Description of the task
Reproduce all entries word for word.

Pointing records
···
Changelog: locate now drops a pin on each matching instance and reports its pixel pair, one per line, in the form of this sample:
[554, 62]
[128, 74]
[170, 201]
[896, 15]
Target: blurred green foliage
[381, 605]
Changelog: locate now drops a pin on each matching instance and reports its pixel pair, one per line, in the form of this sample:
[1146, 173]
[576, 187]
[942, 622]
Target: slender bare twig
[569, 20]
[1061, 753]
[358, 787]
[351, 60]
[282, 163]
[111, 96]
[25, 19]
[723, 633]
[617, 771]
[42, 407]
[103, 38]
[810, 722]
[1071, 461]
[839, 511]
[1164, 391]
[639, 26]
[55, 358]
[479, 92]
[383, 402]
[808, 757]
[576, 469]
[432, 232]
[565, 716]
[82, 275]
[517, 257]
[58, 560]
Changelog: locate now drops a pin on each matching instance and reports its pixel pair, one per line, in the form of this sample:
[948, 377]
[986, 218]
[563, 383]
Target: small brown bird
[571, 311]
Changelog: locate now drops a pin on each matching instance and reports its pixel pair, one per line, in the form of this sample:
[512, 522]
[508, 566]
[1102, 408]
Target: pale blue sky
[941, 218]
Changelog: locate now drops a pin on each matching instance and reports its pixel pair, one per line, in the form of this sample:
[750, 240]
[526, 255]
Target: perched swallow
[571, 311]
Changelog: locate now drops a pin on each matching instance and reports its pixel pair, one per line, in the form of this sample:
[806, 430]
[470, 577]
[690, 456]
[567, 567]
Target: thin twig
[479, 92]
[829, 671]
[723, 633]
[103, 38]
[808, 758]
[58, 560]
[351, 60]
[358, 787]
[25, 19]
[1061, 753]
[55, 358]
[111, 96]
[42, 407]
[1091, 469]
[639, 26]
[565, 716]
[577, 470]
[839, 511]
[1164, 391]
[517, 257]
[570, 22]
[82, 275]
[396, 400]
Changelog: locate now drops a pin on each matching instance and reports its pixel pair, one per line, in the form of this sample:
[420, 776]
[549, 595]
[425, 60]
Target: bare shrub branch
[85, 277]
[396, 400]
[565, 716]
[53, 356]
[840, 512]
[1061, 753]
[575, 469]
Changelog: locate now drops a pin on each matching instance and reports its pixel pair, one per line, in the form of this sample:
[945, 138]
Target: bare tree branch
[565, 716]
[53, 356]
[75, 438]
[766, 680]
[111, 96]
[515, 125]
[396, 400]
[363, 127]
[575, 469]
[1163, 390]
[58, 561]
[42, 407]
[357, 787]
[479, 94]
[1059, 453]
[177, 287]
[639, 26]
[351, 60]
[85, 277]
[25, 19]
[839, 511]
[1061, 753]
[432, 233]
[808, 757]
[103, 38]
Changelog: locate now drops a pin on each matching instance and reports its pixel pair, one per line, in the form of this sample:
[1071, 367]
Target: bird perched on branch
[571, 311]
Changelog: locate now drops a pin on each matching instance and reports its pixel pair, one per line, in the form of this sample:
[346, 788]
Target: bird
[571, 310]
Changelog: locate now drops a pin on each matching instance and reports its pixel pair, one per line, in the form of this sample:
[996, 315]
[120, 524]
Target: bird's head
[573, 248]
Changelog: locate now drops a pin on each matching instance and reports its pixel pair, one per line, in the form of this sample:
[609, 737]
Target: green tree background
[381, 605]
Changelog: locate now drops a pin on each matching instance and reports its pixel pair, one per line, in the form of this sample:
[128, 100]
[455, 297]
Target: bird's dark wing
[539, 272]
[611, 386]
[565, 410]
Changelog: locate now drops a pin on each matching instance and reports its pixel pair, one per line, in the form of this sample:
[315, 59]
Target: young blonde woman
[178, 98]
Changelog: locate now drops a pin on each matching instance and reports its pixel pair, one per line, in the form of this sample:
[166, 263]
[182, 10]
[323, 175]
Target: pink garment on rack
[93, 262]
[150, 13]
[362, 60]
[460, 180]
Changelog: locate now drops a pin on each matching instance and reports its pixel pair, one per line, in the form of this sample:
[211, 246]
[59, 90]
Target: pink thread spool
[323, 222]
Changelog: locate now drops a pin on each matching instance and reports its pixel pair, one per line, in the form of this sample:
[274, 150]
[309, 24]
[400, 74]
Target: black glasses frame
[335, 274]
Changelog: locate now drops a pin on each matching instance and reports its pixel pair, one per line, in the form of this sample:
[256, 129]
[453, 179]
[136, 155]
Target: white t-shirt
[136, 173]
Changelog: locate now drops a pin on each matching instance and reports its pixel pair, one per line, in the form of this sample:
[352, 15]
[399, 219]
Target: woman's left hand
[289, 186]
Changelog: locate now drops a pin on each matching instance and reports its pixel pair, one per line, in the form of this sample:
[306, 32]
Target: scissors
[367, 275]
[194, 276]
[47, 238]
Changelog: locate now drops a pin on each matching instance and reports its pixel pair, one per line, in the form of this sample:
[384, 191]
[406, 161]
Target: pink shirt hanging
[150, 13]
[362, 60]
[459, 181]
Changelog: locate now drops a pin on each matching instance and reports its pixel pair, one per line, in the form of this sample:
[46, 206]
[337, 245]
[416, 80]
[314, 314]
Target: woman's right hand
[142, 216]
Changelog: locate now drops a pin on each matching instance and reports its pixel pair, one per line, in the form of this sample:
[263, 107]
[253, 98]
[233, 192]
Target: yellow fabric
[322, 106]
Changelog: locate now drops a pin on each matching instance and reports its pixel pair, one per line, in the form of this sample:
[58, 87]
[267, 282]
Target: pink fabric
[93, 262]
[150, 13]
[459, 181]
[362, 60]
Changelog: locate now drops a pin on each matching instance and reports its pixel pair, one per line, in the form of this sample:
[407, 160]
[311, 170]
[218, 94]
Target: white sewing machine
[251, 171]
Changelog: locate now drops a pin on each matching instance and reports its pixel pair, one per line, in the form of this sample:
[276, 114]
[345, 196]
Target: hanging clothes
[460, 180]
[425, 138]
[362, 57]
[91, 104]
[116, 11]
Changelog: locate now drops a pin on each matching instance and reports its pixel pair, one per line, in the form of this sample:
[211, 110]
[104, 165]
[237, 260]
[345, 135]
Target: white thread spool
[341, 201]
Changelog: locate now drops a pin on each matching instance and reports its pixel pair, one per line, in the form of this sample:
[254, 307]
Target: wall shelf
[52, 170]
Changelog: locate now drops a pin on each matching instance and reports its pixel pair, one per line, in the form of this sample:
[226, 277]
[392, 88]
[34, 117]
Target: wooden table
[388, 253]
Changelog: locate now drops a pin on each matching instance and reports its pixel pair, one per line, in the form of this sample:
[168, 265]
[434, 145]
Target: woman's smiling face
···
Task response
Changelog: locate now drops a pin on each matching instance and reports its pixel pair, one per line, in the form of this sample:
[554, 62]
[128, 74]
[170, 201]
[896, 15]
Target: blurred green foliage
[381, 605]
Changelog: locate now drops a pin on each matching instance and reports its pixel pair, one per line, in the form of this sample:
[1146, 173]
[576, 187]
[942, 622]
Target: slender bare twig
[569, 20]
[1061, 753]
[358, 787]
[351, 60]
[282, 163]
[111, 96]
[25, 19]
[723, 633]
[617, 771]
[42, 407]
[103, 38]
[810, 722]
[1071, 461]
[839, 511]
[1164, 391]
[639, 26]
[55, 358]
[479, 92]
[383, 402]
[808, 757]
[576, 469]
[432, 232]
[565, 716]
[82, 275]
[517, 257]
[58, 560]
Changelog: locate now drops a pin on each matching instance and reports its pixel pair, one per line, in the form of this sample:
[948, 377]
[986, 218]
[563, 383]
Target: small brown bird
[571, 311]
Changelog: locate now drops a pin on each matching instance and reports its pixel pair, one per line, in the form of this sample:
[512, 522]
[508, 566]
[1102, 408]
Target: pale blue sky
[941, 218]
Changelog: locate now drops a pin on each matching instance and reports its pixel pair, one per line, in the form of this sample:
[750, 240]
[526, 255]
Target: perched swallow
[571, 311]
Changelog: locate now drops a pin on each matching instance and reports its pixel pair, one per line, in the form of this sample:
[806, 430]
[470, 577]
[690, 456]
[567, 567]
Target: thin twig
[479, 92]
[829, 671]
[723, 633]
[103, 38]
[808, 758]
[58, 560]
[351, 60]
[358, 787]
[25, 19]
[1061, 753]
[55, 358]
[111, 96]
[42, 407]
[1091, 469]
[639, 26]
[565, 716]
[577, 470]
[839, 511]
[1164, 391]
[517, 257]
[570, 22]
[82, 275]
[396, 400]
Changelog: locate now drops a pin on each matching instance and reports its pixel pair, one per line, in the form of this sample:
[420, 776]
[549, 595]
[425, 60]
Target: bare shrub branch
[85, 277]
[396, 400]
[565, 716]
[53, 356]
[840, 512]
[1061, 753]
[575, 469]
Changelog: locate now drops a pin on each matching instance and reports its pixel pair, one per line, in the form of this sample:
[945, 138]
Target: bare tree branch
[565, 716]
[53, 356]
[75, 438]
[766, 680]
[111, 96]
[515, 125]
[396, 400]
[363, 127]
[575, 469]
[1163, 390]
[58, 561]
[42, 407]
[357, 787]
[479, 94]
[1059, 453]
[177, 287]
[639, 26]
[351, 60]
[85, 277]
[25, 19]
[839, 511]
[1061, 753]
[432, 233]
[808, 757]
[103, 38]
Changelog: locate now drops a pin on each matching instance and reports its pixel pair, one per line, in the form of this sample:
[1071, 367]
Target: bird perched on branch
[571, 311]
Changelog: locate now drops a pin on each matching instance and reports its pixel pair, one per line, in the form of this sample:
[346, 788]
Target: bird
[571, 310]
Changelog: locate now drops a pin on each matching instance and reports its pixel pair, one per line, in the form of this sample:
[996, 315]
[120, 524]
Target: bird's head
[573, 248]
Changelog: locate now drops a pin on each matching instance and reports its pixel pair, one per line, in the form of this sample:
[609, 737]
Target: green tree background
[381, 605]
Changelog: locate now drops a pin on each matching instance and reports its pixel pair, one per line, in the form of this sample:
[128, 100]
[455, 297]
Target: bird's dark wing
[539, 272]
[611, 386]
[565, 410]
Changelog: locate now drops a pin on each matching instance and reports its pixel pair, one per line, in the form of this sample:
[315, 59]
Target: young blonde woman
[178, 98]
Changelog: locate now drops a pin on each matching instance and reports its pixel pair, one per line, in the form of this sample:
[166, 263]
[182, 10]
[323, 175]
Target: pink garment on rack
[93, 262]
[150, 13]
[362, 60]
[460, 180]
Changelog: locate now drops a pin on each matching instance and reports its pixel pair, one per line, in the form of this sample:
[211, 246]
[59, 90]
Target: pink thread spool
[323, 222]
Changelog: locate now drops a pin on each matching instance and reports its pixel pair, one per line, in the form of this sample:
[274, 150]
[309, 24]
[400, 74]
Target: black glasses frame
[335, 274]
Changelog: locate now drops a pin on each matching instance and reports its pixel pair, one per line, in the form of this sample:
[256, 129]
[453, 179]
[136, 155]
Target: white t-shirt
[136, 173]
Changelog: locate now drops a pin on each matching instance and reports its pixel pair, one per line, in the form of this sample:
[352, 15]
[399, 219]
Target: woman's left hand
[289, 186]
Changelog: locate now drops a pin on each matching instance and reports its pixel pair, one per line, in the form of this sample:
[306, 32]
Target: scissors
[367, 275]
[194, 276]
[47, 238]
Changelog: locate now drops a pin on each matching instance and reports its pixel pair, one per line, in the form of this sample:
[384, 191]
[406, 161]
Target: pink shirt hanging
[150, 13]
[362, 60]
[459, 181]
Changelog: locate now drops a pin on each matching instance and reports its pixel pair, one per line, in the form of this sample:
[46, 206]
[337, 245]
[416, 80]
[314, 314]
Target: woman's right hand
[142, 216]
Changelog: locate now drops a pin on each matching instance and reports its pixel pair, one per line, in the form of this sample:
[263, 107]
[253, 98]
[233, 192]
Target: yellow fabric
[322, 106]
Changelog: locate now drops a pin on each matching instance and reports its pixel pair, one per line, in the form of this sample:
[58, 87]
[267, 282]
Target: pink fabric
[93, 262]
[150, 13]
[459, 181]
[362, 60]
Changelog: locate now drops a pin on each matching instance and reports its pixel pair, one per line, in the form of this sample:
[407, 160]
[311, 170]
[218, 94]
Target: white sewing machine
[251, 171]
Changelog: locate now drops a pin on each matching instance and reports its pixel pair, one per line, in the form of this sample:
[276, 114]
[345, 196]
Target: hanging clothes
[460, 180]
[425, 138]
[362, 57]
[91, 104]
[116, 11]
Changelog: locate now drops a pin on each matching instance and reports its pixel pair, one per line, in the form of this sample:
[211, 110]
[104, 165]
[237, 260]
[345, 135]
Target: white thread spool
[341, 201]
Changelog: locate now drops a pin on each matching instance and reports its pixel pair, one per line, in the form of this sample:
[254, 307]
Target: wall shelf
[52, 170]
Changelog: locate now drops a pin on each matching instance and reports its pixel pair, one per line, in the form of this sample:
[226, 277]
[392, 88]
[34, 117]
Target: wooden table
[388, 253]
Changelog: locate now drops a pin on each matching instance and reports its pixel pair, one per line, in the form of this sample:
[168, 265]
[434, 145]
Target: woman's smiling face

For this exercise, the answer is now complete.